§ **SOURCE EXTRACT**:
%%

Have you ever been trapped by the expectation of polite silence placed on the captured pew audience and listened to a rambling sermon that seemed to include a dozen unrelated illustrations plucked at random from the Good Book. Have you wondered where this was going, if anywhere?

Have you ever said to someone, “How are you?” and they took your question as a literal invitation to recite their medical records? Have you wondered if you should send flowers now or wait for the funeral should they actually succumb to toenail fungus?

Have you ever wanted to say, “I don’t have time for this. Please just get to the point?”

I’m sure people have with me. One of the advantages of writing is the ability to edit out superfluous detail. People don’t have time to travel rabbit trails with me, and frankly, even the most caring among us does not have the capacity to listen to every detail, let alone delight in it.

Have you ever asked your child or grandchild about the classic movie a friend took them to and been delighted to hear every detail, from the story of the kid who spilled his popcorn in the lobby to a description of the hero’s father’s home planet? Our delight is not in the movie. We’ve seen it. Our delight is in the relationship. We rejoice in the child’s joy.

%%

§ **EXERCISES**:
- A) Answer these questions about the passage on rambling talk:
(i) What ailment might the person asked "How are you?" succumb to?
(ii) What advantage of writing does the passage name?
(iii) Where does the passage say our delight lies when a child describes the movie in detail?
- B) Reproduce the passage on rambling talk word for word, starting with "Have you ever said" and going on through "delight in it.".
- C) Take the passage on rambling talk further, picking up after its last sentence.

§ **ENTRIES PROVIDED**:

%%

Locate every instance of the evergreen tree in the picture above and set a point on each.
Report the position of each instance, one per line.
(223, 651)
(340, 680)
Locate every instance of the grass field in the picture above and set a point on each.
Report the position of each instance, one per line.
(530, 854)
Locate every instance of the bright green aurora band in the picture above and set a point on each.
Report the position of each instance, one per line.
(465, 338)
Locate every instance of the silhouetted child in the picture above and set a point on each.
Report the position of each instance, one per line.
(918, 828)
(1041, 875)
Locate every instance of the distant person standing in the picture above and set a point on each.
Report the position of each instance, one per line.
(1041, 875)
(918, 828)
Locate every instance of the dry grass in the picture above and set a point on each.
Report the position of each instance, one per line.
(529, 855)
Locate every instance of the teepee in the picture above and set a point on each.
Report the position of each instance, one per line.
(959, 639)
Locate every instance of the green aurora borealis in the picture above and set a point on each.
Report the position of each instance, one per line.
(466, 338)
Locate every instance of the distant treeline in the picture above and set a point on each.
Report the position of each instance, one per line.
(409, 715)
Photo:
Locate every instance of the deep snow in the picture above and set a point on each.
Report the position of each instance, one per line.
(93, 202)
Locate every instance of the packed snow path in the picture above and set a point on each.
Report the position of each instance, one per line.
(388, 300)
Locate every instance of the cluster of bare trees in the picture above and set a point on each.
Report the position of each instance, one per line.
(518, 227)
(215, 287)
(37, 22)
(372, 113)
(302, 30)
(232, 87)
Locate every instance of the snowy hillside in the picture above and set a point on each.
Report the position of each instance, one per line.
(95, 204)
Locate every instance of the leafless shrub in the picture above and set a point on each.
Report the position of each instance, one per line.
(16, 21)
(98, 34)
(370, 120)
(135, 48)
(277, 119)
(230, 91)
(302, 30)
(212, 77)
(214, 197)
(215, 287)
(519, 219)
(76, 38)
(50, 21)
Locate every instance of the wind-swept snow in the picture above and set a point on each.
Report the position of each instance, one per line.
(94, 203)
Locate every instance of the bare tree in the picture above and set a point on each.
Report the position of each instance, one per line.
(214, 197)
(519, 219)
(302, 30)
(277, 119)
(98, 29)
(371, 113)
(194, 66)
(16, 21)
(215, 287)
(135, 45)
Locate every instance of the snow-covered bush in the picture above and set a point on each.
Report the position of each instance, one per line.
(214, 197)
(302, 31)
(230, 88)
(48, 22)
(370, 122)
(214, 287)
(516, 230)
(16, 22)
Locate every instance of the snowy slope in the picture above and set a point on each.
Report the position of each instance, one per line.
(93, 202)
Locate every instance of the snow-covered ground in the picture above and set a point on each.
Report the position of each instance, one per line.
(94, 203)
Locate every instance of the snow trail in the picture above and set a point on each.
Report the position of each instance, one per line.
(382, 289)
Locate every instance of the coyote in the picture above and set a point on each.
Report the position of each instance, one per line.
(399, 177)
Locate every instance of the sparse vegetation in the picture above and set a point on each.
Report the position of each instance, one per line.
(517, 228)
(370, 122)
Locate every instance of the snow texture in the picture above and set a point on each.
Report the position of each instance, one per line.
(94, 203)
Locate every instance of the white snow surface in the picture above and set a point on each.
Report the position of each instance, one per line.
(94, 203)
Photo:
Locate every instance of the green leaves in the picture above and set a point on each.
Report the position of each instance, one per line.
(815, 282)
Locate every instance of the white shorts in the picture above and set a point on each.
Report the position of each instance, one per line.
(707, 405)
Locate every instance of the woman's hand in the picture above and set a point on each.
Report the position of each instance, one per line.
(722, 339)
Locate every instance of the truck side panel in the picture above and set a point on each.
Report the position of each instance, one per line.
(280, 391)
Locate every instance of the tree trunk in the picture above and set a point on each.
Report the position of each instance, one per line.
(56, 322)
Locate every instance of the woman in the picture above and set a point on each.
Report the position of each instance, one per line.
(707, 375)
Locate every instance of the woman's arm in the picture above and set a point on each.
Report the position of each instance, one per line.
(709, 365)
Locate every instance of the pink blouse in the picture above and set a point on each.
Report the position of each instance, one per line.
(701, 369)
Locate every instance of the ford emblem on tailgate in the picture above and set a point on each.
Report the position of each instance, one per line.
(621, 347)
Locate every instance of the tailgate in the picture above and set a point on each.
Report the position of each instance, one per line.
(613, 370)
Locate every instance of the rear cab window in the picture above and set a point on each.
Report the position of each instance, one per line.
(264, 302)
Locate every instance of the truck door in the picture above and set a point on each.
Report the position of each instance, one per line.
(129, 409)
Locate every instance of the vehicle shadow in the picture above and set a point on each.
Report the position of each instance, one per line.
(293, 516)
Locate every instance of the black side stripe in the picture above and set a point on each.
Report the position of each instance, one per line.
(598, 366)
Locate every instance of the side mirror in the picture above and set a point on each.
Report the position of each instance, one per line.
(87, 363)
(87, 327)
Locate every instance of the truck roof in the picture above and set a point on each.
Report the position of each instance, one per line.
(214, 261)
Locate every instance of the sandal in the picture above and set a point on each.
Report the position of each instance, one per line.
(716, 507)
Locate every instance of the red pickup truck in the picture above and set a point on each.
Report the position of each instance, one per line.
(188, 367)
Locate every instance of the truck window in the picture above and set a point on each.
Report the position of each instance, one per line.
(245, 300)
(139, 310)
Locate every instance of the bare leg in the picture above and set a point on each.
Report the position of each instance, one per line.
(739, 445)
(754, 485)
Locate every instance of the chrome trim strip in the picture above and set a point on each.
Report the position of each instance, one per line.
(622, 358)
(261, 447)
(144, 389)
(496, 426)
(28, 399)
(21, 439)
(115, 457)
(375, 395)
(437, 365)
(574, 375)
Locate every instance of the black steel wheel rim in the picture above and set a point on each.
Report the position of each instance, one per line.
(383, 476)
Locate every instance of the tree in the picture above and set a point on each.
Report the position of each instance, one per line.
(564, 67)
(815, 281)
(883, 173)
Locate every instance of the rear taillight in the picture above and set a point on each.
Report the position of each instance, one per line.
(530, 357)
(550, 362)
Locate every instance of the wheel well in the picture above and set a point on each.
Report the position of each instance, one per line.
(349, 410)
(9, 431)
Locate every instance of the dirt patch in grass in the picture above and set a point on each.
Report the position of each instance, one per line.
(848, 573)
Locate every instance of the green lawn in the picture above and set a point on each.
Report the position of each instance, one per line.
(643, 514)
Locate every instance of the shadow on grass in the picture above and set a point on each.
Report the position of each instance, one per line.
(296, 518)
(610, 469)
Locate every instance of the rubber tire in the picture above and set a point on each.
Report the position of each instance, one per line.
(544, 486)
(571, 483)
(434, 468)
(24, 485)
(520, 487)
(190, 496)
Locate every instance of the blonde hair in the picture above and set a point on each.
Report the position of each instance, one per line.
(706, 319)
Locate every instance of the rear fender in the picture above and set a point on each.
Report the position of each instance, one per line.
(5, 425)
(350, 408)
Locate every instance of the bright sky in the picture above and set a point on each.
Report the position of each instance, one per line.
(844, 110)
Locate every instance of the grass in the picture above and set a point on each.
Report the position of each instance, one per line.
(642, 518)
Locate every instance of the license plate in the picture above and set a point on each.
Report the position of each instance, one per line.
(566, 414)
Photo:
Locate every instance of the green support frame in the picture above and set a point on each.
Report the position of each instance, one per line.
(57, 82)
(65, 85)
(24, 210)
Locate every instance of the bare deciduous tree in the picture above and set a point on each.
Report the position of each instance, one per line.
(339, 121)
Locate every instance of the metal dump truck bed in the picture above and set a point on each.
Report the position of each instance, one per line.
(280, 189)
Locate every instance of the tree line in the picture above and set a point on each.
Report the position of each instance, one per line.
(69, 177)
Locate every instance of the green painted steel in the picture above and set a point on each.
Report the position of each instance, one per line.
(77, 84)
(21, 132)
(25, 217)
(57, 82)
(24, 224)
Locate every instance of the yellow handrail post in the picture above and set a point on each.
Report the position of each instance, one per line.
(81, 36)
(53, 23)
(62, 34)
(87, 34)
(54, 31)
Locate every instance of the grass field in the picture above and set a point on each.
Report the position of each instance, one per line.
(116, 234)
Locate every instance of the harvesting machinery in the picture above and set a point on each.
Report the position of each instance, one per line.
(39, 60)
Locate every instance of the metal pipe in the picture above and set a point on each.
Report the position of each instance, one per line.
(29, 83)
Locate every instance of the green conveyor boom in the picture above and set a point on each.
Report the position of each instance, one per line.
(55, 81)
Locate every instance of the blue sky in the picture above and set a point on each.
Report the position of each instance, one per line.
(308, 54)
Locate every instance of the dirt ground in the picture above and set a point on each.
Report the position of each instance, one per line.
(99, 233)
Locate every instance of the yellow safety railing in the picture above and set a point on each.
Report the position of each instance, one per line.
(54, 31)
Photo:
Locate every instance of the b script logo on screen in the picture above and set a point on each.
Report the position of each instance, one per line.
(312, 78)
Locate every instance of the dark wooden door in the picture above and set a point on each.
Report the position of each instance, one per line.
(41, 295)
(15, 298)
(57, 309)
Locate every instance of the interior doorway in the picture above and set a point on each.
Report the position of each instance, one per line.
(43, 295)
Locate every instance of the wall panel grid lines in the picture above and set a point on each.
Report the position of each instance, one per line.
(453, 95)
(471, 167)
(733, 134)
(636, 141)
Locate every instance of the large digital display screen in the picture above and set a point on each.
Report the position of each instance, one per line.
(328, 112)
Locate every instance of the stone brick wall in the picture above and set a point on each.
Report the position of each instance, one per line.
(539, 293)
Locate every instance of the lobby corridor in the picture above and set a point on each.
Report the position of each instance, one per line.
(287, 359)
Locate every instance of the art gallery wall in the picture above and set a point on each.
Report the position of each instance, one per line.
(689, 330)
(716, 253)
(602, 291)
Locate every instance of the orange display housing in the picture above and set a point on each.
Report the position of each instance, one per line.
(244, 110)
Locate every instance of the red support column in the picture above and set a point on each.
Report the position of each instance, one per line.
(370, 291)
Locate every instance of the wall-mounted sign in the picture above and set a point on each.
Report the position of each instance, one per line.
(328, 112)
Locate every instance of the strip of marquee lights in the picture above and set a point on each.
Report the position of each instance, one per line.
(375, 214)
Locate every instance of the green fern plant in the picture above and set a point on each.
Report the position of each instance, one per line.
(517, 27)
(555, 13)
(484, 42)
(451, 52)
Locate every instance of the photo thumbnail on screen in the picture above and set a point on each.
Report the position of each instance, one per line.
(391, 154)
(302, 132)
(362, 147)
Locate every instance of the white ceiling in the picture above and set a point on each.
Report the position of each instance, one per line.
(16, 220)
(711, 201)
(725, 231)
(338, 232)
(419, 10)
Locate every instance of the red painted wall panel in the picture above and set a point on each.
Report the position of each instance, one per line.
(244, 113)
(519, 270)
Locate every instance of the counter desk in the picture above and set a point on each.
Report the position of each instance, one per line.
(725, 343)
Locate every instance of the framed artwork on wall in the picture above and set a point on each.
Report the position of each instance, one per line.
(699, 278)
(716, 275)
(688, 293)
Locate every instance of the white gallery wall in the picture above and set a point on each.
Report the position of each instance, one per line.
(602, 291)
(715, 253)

%%

§ **TASK RESPONSES**:
- A)
(i) Toenail fungus.
(ii) The ability to edit out superfluous detail.
(iii) In the relationship.

- B)
Have you ever said to someone, “How are you?” and they took your question as a literal invitation to recite their medical records? Have you wondered if you should send flowers now or wait for the funeral should they actually succumb to toenail fungus?

Have you ever wanted to say, “I don’t have time for this. Please just get to the point?”

I’m sure people have with me. One of the advantages of writing is the ability to edit out superfluous detail. People don’t have time to travel rabbit trails with me, and frankly, even the most caring among us does not have the capacity to listen to every detail, let alone delight in it.

- C)
People who have lost spouses or friends, or have been separated from them for long periods of time, tell me the hardest part is not having anyone to share good news with. Someone who cares about the details of your day, someone who doesn’t communicate with watch checking or key jangling that they just want you to get to the point, someone who actually enjoys being in your presence is one of the greatest gifts to our souls’ well-being.

Here’s the most beautiful thing about our relationship with God. He has all the time in the world. He has an infinite capacity to care. He delights in you and every detail of your life.

When I first started on a journey to get to know God better I decided to go on a long walk with Jesus. I didn’t know what to say, so I told him about a movie I had seen. I pretended I was holding his hand like I was a child. I didn’t listen much. I didn’t know I could. After a few days of telling him about the details of my life no one else seemed interested in, he began to tell me about the things he cared about. It began with a flower in the woods, and a bird in the tree.

I began to listen. I wept with him. I rejoiced with him. Because he listens.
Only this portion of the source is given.